● **LISTED RECORDS**:
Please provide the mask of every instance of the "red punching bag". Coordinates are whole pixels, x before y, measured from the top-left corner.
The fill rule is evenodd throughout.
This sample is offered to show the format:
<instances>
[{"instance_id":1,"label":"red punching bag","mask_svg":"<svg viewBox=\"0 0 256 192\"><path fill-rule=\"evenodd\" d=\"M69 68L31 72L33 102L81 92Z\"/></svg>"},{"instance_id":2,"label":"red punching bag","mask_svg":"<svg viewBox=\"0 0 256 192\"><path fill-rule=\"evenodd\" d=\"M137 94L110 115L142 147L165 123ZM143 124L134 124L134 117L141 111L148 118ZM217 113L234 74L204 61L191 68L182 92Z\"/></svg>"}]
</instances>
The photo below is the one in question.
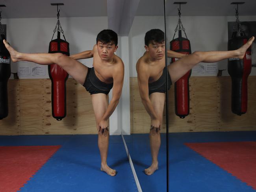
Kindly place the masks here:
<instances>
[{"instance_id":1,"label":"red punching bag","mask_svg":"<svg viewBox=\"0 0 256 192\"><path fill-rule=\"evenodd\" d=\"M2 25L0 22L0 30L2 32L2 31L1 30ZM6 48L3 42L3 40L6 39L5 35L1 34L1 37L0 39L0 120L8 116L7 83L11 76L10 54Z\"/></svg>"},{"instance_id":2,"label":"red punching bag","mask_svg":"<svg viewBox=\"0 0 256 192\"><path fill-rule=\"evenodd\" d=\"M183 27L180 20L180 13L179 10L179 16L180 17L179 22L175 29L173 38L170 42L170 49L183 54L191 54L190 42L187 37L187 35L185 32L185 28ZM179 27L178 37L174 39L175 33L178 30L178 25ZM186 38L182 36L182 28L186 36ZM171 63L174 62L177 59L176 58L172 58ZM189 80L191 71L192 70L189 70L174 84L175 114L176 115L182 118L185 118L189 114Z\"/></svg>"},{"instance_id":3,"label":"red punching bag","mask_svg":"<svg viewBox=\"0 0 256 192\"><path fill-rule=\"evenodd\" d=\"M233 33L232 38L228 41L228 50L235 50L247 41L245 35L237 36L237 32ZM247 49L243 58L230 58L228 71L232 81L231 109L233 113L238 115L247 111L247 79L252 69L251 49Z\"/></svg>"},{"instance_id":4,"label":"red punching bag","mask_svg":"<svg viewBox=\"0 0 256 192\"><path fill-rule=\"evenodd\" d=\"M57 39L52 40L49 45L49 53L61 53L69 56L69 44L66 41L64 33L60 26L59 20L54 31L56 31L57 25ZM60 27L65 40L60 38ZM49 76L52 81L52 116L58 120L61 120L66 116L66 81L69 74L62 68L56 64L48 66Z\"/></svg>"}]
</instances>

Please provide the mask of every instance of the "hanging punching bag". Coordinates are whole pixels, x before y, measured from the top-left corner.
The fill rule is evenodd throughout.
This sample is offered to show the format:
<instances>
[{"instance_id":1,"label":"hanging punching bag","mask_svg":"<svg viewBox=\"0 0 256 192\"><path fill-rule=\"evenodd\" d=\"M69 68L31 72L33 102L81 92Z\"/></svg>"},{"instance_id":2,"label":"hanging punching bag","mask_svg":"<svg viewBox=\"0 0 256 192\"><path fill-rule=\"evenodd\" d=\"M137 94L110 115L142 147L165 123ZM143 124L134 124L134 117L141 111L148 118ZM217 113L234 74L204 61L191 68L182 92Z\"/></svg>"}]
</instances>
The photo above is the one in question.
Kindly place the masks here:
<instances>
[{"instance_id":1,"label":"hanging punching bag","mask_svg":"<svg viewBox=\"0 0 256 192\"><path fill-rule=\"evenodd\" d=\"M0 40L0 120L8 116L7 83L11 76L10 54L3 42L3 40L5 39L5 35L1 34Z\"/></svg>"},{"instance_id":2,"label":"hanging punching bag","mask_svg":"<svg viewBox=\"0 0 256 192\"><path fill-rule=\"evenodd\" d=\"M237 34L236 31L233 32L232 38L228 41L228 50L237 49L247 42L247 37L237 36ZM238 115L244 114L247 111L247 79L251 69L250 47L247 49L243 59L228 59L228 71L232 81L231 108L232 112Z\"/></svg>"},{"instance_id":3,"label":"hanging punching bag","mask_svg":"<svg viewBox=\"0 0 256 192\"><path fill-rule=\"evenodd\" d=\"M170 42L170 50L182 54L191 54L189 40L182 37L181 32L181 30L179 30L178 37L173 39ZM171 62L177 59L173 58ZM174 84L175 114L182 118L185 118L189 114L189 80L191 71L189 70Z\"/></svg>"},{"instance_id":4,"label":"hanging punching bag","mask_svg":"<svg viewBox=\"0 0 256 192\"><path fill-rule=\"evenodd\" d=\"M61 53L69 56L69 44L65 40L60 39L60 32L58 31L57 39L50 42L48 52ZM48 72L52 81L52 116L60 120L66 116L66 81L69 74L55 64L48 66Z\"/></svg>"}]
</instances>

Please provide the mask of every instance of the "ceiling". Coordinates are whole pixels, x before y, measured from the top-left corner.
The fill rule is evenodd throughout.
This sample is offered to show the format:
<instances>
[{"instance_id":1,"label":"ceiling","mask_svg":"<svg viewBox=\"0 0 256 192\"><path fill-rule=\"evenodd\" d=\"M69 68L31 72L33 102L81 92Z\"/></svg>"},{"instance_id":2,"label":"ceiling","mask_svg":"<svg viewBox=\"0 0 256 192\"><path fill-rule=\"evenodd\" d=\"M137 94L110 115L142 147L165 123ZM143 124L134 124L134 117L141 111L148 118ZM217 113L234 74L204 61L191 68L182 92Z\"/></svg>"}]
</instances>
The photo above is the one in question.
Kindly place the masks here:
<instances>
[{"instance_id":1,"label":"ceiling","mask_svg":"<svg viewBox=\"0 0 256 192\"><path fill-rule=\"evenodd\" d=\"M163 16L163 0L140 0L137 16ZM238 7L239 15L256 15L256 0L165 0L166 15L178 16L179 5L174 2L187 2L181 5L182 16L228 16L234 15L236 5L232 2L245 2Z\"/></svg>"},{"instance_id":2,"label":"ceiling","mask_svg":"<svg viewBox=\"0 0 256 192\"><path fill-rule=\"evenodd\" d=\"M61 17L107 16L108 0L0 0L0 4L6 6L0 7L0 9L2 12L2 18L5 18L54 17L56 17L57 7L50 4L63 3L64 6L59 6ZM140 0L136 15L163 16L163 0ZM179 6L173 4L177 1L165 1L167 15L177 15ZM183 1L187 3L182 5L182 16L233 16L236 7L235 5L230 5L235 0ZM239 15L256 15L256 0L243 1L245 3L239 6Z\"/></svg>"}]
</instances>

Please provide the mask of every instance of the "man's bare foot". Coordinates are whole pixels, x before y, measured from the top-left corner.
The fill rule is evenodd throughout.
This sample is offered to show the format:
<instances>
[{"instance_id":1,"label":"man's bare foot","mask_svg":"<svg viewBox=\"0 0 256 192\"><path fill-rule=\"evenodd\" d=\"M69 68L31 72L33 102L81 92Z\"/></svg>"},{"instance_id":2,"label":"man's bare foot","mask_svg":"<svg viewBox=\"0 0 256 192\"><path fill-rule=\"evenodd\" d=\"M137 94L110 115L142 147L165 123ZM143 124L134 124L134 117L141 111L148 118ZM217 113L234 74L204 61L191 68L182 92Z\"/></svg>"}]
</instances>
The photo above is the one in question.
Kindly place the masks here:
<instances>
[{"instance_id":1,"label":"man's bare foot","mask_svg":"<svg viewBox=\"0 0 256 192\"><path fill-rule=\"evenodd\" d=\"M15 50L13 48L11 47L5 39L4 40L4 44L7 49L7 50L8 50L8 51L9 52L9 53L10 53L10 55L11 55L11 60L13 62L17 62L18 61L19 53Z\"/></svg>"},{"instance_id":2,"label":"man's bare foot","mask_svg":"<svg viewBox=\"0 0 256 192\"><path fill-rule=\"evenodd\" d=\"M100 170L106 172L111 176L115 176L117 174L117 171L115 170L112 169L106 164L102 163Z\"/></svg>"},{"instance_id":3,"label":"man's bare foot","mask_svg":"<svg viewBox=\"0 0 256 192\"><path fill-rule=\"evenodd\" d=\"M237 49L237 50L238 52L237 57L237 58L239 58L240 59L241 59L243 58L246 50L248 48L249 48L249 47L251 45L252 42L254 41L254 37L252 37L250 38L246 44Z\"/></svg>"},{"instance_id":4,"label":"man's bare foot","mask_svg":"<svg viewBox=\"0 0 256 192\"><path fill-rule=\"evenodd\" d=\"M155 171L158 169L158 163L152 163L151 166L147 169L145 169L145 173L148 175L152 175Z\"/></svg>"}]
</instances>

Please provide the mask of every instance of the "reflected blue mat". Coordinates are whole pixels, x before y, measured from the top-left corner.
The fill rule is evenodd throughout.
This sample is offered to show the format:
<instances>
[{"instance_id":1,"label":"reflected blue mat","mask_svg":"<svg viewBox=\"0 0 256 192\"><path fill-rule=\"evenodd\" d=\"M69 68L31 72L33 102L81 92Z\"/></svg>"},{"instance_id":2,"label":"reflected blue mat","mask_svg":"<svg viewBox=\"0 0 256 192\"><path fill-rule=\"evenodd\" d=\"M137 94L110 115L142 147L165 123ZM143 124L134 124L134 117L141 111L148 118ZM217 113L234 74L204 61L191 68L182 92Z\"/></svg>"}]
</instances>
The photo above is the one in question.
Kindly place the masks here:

● **WHAT YOU NEED TO DO**: Please list every line of the lines above that contains the word "blue".

● **FULL ANSWER**:
Please provide the mask of every instance of the "reflected blue mat". Coordinates are whole pixels, x before y, measured from the top-left corner.
[{"instance_id":1,"label":"reflected blue mat","mask_svg":"<svg viewBox=\"0 0 256 192\"><path fill-rule=\"evenodd\" d=\"M69 68L31 72L33 102L81 92Z\"/></svg>"},{"instance_id":2,"label":"reflected blue mat","mask_svg":"<svg viewBox=\"0 0 256 192\"><path fill-rule=\"evenodd\" d=\"M137 94L110 115L142 147L165 123ZM143 124L134 124L134 117L141 111L148 118ZM217 113L234 74L204 61L191 68L182 92Z\"/></svg>"}]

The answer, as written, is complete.